## What you are asked to do
In the records below, find each line holding the word "shirt" and copy it.

..........

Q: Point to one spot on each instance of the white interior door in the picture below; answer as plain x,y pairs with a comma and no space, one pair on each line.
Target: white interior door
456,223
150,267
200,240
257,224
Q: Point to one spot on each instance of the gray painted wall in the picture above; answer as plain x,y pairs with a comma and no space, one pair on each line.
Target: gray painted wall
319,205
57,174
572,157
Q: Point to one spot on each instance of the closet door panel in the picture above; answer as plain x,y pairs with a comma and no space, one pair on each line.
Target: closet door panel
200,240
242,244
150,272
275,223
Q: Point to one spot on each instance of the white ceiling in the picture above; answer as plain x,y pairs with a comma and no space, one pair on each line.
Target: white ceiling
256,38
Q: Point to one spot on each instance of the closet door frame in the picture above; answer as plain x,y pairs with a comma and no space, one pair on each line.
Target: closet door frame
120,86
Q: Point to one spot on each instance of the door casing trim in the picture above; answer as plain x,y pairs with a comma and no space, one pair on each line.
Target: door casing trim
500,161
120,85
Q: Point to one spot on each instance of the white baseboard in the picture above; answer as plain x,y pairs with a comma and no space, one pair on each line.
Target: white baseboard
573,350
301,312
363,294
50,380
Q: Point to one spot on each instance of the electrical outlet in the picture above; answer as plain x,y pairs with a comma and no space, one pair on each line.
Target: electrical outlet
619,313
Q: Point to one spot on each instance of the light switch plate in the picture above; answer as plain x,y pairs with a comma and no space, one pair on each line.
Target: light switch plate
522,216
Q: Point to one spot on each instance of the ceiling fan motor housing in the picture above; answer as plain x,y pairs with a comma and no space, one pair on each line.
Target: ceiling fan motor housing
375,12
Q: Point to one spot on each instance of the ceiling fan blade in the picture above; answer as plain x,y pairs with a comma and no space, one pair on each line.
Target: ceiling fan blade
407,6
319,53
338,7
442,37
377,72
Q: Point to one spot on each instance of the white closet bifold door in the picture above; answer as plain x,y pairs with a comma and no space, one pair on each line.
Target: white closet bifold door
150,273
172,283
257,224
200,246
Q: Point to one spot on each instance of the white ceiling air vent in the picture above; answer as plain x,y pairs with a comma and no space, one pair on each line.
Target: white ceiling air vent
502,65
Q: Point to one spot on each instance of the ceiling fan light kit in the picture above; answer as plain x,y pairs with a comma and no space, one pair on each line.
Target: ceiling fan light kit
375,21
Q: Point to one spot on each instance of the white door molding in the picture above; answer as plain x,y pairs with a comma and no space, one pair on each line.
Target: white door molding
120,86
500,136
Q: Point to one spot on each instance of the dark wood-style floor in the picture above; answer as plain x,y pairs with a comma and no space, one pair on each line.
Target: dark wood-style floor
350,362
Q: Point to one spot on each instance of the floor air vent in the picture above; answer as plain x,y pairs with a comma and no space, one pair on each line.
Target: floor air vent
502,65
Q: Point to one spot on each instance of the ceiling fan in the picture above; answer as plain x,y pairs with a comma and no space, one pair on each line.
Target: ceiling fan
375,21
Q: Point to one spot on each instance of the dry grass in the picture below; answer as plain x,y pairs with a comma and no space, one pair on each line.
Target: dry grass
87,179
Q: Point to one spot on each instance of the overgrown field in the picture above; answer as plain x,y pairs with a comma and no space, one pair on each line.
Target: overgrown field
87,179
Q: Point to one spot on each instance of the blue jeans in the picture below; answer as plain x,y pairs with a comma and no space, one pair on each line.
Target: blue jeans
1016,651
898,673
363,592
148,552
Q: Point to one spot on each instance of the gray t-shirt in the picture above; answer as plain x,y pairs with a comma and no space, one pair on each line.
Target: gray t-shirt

..........

## Response to this task
Q: Point to one spot on each instance of the gray t-shirt in the picture above; answer as plain x,y pairs with a comma and no space, one pair on each line.
Target: gray t-shirt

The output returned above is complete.